(Stored items)
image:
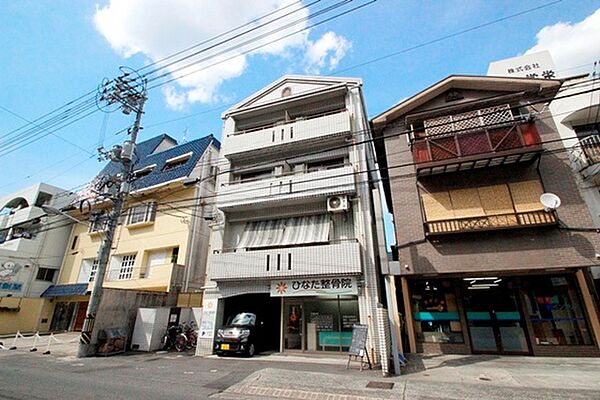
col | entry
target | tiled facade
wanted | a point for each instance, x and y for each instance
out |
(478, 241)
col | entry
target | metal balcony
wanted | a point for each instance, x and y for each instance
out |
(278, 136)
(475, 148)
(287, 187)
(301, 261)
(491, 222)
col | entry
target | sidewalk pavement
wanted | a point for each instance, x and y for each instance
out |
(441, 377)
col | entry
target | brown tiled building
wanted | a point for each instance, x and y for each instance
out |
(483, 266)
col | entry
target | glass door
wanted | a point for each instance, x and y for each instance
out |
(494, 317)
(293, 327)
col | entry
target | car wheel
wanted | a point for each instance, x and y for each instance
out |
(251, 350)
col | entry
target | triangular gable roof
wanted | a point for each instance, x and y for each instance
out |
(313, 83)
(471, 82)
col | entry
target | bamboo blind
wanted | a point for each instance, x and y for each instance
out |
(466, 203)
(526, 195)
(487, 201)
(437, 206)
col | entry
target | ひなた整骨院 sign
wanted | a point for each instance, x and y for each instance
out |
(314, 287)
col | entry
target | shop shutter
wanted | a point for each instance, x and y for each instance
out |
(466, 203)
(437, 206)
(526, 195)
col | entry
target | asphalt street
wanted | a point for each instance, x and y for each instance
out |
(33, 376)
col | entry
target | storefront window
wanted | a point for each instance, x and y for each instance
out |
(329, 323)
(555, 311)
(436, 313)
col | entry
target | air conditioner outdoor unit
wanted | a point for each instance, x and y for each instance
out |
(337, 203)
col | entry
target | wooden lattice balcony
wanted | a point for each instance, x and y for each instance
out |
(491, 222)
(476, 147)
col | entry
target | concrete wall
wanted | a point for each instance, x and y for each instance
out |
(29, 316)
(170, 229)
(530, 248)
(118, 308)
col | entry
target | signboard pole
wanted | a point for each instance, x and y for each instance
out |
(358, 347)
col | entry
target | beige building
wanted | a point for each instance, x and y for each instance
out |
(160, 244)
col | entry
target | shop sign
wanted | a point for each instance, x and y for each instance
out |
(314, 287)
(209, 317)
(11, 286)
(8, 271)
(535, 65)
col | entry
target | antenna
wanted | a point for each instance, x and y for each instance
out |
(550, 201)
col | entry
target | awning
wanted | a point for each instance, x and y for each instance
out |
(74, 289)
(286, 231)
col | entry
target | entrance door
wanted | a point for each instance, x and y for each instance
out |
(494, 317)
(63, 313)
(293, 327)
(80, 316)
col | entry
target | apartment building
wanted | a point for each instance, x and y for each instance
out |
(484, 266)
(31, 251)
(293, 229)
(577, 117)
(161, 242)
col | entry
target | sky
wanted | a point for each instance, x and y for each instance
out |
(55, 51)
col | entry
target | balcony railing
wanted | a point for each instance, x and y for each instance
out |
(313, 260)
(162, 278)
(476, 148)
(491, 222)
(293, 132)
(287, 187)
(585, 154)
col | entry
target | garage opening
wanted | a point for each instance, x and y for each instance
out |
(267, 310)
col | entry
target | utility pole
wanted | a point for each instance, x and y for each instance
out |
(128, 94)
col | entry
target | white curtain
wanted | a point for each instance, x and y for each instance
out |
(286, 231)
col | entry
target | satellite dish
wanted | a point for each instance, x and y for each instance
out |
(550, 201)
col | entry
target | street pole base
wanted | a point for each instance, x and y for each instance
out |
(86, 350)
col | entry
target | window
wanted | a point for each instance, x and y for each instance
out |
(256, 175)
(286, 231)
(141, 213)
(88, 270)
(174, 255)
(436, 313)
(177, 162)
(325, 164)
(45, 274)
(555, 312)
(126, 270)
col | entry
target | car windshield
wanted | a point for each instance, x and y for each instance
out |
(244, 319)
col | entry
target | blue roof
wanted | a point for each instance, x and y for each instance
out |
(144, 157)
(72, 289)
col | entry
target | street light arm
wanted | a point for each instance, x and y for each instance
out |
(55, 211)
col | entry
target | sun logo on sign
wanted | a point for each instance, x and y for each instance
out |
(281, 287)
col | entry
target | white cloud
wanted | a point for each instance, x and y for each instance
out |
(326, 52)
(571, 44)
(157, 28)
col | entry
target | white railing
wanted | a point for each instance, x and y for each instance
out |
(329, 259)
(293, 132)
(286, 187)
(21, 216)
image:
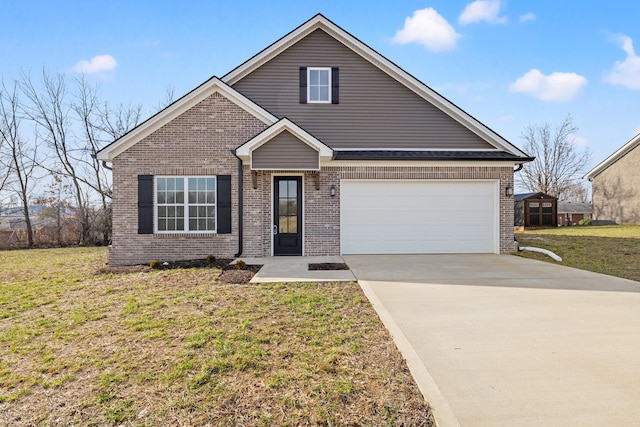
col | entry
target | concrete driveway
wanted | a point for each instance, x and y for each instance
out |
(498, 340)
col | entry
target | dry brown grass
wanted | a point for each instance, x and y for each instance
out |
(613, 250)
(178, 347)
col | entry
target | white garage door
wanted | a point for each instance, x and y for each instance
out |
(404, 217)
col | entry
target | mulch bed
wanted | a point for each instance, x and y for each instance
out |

### Directions for this task
Give every line back word for word and leave the pictures out.

### Answer for the task
image:
col | entry
target | tiled facade
wanted | a point for each instance, x and y for each instance
out |
(478, 241)
col | entry
target | metal balcony
wanted | a point for each instance, x and y for each instance
out |
(278, 136)
(475, 148)
(287, 187)
(301, 261)
(491, 222)
col | entry
target | sidewalk pavement
wanted | a point for each instance, x and y for each instance
out |
(441, 377)
col | entry
target | brown tiled building
wanted | a point for each instance, x and y for each instance
out |
(483, 266)
col | entry
target | glass door
wanted | a point for each instance, x and y for each instance
out |
(494, 317)
(293, 327)
col | entry
target | car wheel
wanted | a point for each instance, x and y for each instance
out |
(251, 350)
col | entry
target | triangular gable roof
wanted | a point for each instance, x and y for each instance
out |
(313, 83)
(471, 82)
col | entry
target | bamboo blind
wanted | a point for each instance, x and y for each instance
out |
(466, 203)
(526, 195)
(487, 201)
(437, 206)
col | entry
target | ひなた整骨院 sign
wanted | a point for each instance, x and y for each instance
out |
(314, 287)
col | entry
target | shop shutter
wanted | a point for each instance, x and y for each instance
out |
(466, 203)
(437, 206)
(526, 195)
col | entry
target | asphalt street
wanted | a point for each instance, x and y for each instance
out |
(33, 376)
col | entry
target | storefront window
wanted | a point for each instance, x and y for each instance
out |
(329, 323)
(555, 311)
(436, 313)
col | entry
target | air conditioner outdoor unit
wanted | a point for each instance, x and y for each instance
out |
(337, 203)
col | entry
target | wooden lattice balcony
wanted | a point for each instance, x and y for each instance
out |
(491, 222)
(476, 147)
col | entry
target | concrete wall
wanted | a point for each instance, x and y for each instance
out |
(29, 316)
(170, 229)
(530, 248)
(118, 308)
col | entry
target | signboard pole
wanted | a point for each instance, x and y for each instance
out |
(358, 347)
col | entry
target | beige building
wanted | a point for each instance, x and y for each instance
out |
(160, 244)
col | entry
target | shop sign
wanted | a point for each instance, x and y for each instance
out |
(314, 287)
(209, 317)
(11, 286)
(8, 271)
(535, 65)
col | entry
target | antenna
wanted | a point for each instance, x and y for each instance
out |
(550, 201)
col | entry
target | awning
wanted | a point for each instance, x and y for each instance
out |
(74, 289)
(286, 231)
col | entry
target | entrance door
wanted | a point for each instance, x and y for each instance
out |
(494, 317)
(63, 313)
(293, 327)
(80, 316)
col | entry
target | apartment building
wanted | a point for each instance, x and y for each instance
out |
(484, 266)
(31, 251)
(293, 229)
(577, 117)
(161, 242)
col | entry
target | sky
wanted | a point for each instance, x and y for each instance
out |
(55, 51)
col | entry
target | balcony railing
wanted | a point for each instance, x and y for each instance
out |
(313, 260)
(162, 278)
(476, 148)
(491, 222)
(293, 132)
(287, 187)
(585, 154)
col | entry
target | garage opening
wanted | a point for each instance, x and y for each instance
out |
(267, 310)
col | entry
target | utility pole
wanted | a point for each instance, x and y for each instance
out |
(128, 94)
col | entry
target | white curtain
wanted | a point for each instance, x and y for each instance
out |
(286, 231)
col | entry
target | satellite dish
wanted | a point for each instance, x and y for each instance
out |
(550, 201)
col | entry
target | street pole base
wanted | a point for each instance, x and y for each instance
out |
(86, 350)
col | entry
target | window
wanted | a point for each instance, x and y for each instance
out |
(256, 175)
(286, 231)
(141, 213)
(88, 270)
(174, 255)
(436, 313)
(177, 162)
(325, 164)
(45, 274)
(555, 312)
(126, 270)
col | entry
target | car windshield
wanted | a point for each instance, x and y for each instance
out |
(244, 319)
col | entry
target | blue roof
wanted | a point for each instance, x and y for each instance
out |
(144, 157)
(72, 289)
col | entry
target | street light arm
wanted | a point for each instance, x and y for each instance
out |
(55, 211)
col | entry
target | sun logo on sign
wanted | a point for each instance, x and y for each instance
out |
(281, 287)
col | entry
target | white cloud
wanted | a point for each instance, x and y for each instance
out |
(326, 52)
(571, 44)
(157, 28)
col | entry
target | white railing
wanted | a point for each instance, x and y for each instance
out |
(329, 259)
(293, 132)
(286, 187)
(21, 216)
image:
col | entry
target | concrete driveway
wanted | a point for each instance, x and y for each instance
out |
(498, 340)
col | entry
target | dry brown grass
wanted | a point for each instance, x and y for each instance
out |
(613, 250)
(178, 347)
col | entry
target | white garage door
wanted | a point for each instance, x and y for each instance
out |
(404, 217)
col | entry
target | mulch bed
wanted | a point for each instance, x and y for each instance
out |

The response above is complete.